▶ EXERCISE BRIEF:
Retype each of the records below exactly, leaving the pictures out.

[Stored data entries]

==*==

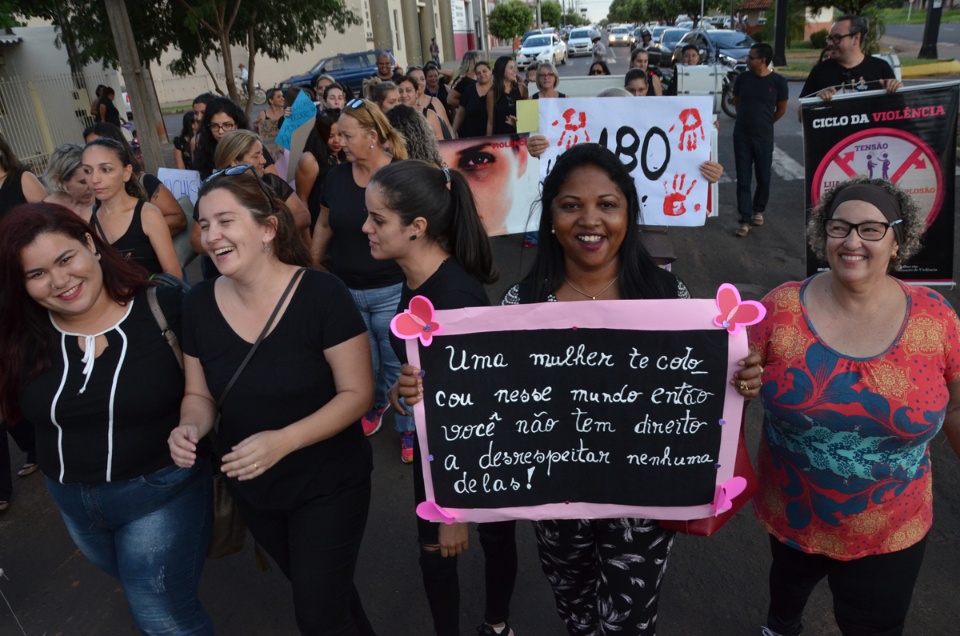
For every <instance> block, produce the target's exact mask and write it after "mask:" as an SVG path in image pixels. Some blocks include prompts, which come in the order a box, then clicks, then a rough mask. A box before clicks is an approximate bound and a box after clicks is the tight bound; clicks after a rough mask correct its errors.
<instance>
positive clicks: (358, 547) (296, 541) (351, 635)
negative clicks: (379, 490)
mask: <svg viewBox="0 0 960 636" xmlns="http://www.w3.org/2000/svg"><path fill="white" fill-rule="evenodd" d="M236 502H237V506H238V507H239V508H240V513H241V515H242V516H243V520H244V521H245V522H246V524H247V527H248V528H249V529H250V533H251V534H252V535H253V538H254V539H256V540H257V542H258V543H259V544H260V545H261V546H263V549H264V550H266V551H267V554H269V555H270V556H271V557H273V560H274V561H276V562H277V565H278V566H280V569H281V570H283V573H284V574H285V575H286V576H287V578H288V579H290V582H291V583H292V584H293V607H294V612H295V613H296V618H297V627H298V628H299V629H300V633H301V634H304V635H309V636H314V635H316V636H320V635H323V636H327V635H329V636H333V635H335V634H336V635H337V636H339V635H341V634H343V635H350V636H354V635H357V634H360V635H364V636H369V635H372V634H373V633H374V632H373V628H372V627H371V626H370V623H369V621H368V620H367V617H366V615H365V614H364V612H363V607H362V606H361V604H360V597H359V595H358V594H357V589H356V587H355V586H354V584H353V575H354V570H355V569H356V565H357V556H358V554H359V552H360V541H361V539H362V538H363V531H364V528H365V527H366V525H367V510H368V508H369V506H370V485H369V483H368V484H366V485H364V486H361V487H356V488H349V489H347V490H343V491H341V492H338V493H336V494H333V495H330V496H327V497H318V498H316V499H311V500H309V501H307V502H304V503H302V504H301V505H300V506H299V507H297V508H296V509H294V510H284V511H263V510H255V509H253V508H251V507H250V506H249V505H247V504H246V503H245V502H243V500H241V499H239V498H237V499H236Z"/></svg>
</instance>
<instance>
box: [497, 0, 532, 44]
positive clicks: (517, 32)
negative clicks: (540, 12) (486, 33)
mask: <svg viewBox="0 0 960 636" xmlns="http://www.w3.org/2000/svg"><path fill="white" fill-rule="evenodd" d="M487 20H488V24H489V27H490V33H492V34H493V35H494V37H497V38H500V39H501V40H510V39H512V38H513V37H514V36H516V35H523V33H524V31H526V30H527V29H528V28H529V27H530V23H531V22H533V10H532V9H531V8H530V7H528V6H527V5H525V4H524V3H523V2H521V1H520V0H509V2H501V3H499V4H497V6H496V7H494V8H493V11H491V12H490V13H489V14H488V16H487Z"/></svg>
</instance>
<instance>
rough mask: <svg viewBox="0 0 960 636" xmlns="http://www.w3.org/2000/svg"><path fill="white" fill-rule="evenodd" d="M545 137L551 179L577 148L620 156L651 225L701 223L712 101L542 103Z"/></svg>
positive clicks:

==*==

▶ FINISHED TASK:
For every <instance> block, produce the target's exact mask and write it after "mask:" as an SVG path in image pixels. Some blocks include prompts, which come in the order a box, then clicks, then a rough mask. A box before clicks is an approximate bound and a box after clicks is the tight bound; clicks after a rough mask correct its errors.
<instance>
positive clicks: (358, 547) (296, 541) (351, 635)
negative clicks: (379, 490)
mask: <svg viewBox="0 0 960 636" xmlns="http://www.w3.org/2000/svg"><path fill="white" fill-rule="evenodd" d="M236 502H237V506H238V507H239V508H240V513H241V515H242V516H243V520H244V521H245V522H246V524H247V527H248V528H249V529H250V533H251V534H252V535H253V538H254V539H256V540H257V542H258V543H259V544H260V545H261V546H263V549H264V550H266V551H267V554H269V555H270V556H271V557H273V560H274V561H276V562H277V565H278V566H280V569H281V570H283V573H284V574H285V575H286V576H287V578H288V579H290V582H291V583H292V584H293V607H294V612H295V613H296V618H297V627H298V628H299V629H300V633H301V634H304V635H309V636H314V635H316V636H320V635H323V636H327V635H329V636H333V635H335V634H336V635H337V636H339V635H341V634H343V635H350V636H354V635H357V634H360V635H364V636H369V635H372V634H373V633H374V632H373V628H372V627H371V626H370V623H369V621H368V620H367V617H366V615H365V614H364V612H363V607H362V606H361V604H360V597H359V595H358V594H357V589H356V587H355V586H354V584H353V575H354V570H355V569H356V565H357V556H358V554H359V552H360V541H361V539H362V538H363V531H364V528H365V527H366V525H367V510H368V508H369V506H370V485H369V483H368V484H366V485H364V486H361V487H356V488H349V489H347V490H343V491H341V492H338V493H336V494H333V495H330V496H327V497H318V498H316V499H311V500H309V501H307V502H304V503H302V504H301V505H300V506H299V507H297V508H296V509H294V510H284V511H263V510H255V509H253V508H251V507H250V506H249V505H247V504H246V503H245V502H243V500H241V499H239V498H237V499H236Z"/></svg>
</instance>
<instance>
box: [497, 0, 532, 44]
positive clicks: (517, 32)
negative clicks: (540, 12) (486, 33)
mask: <svg viewBox="0 0 960 636" xmlns="http://www.w3.org/2000/svg"><path fill="white" fill-rule="evenodd" d="M487 20H488V24H489V27H490V33H492V34H493V35H494V37H497V38H500V39H501V40H510V39H512V38H513V37H514V36H516V35H523V33H524V31H526V30H527V29H528V28H529V27H530V23H531V22H533V10H532V9H531V8H530V7H528V6H527V5H525V4H524V3H523V2H521V1H520V0H509V2H501V3H499V4H497V6H496V7H494V8H493V11H491V12H490V13H489V14H488V16H487Z"/></svg>
</instance>
<instance>
rough mask: <svg viewBox="0 0 960 636" xmlns="http://www.w3.org/2000/svg"><path fill="white" fill-rule="evenodd" d="M545 137L551 179L577 148L620 156L651 225L701 223L712 101L542 103Z"/></svg>
positive clicks:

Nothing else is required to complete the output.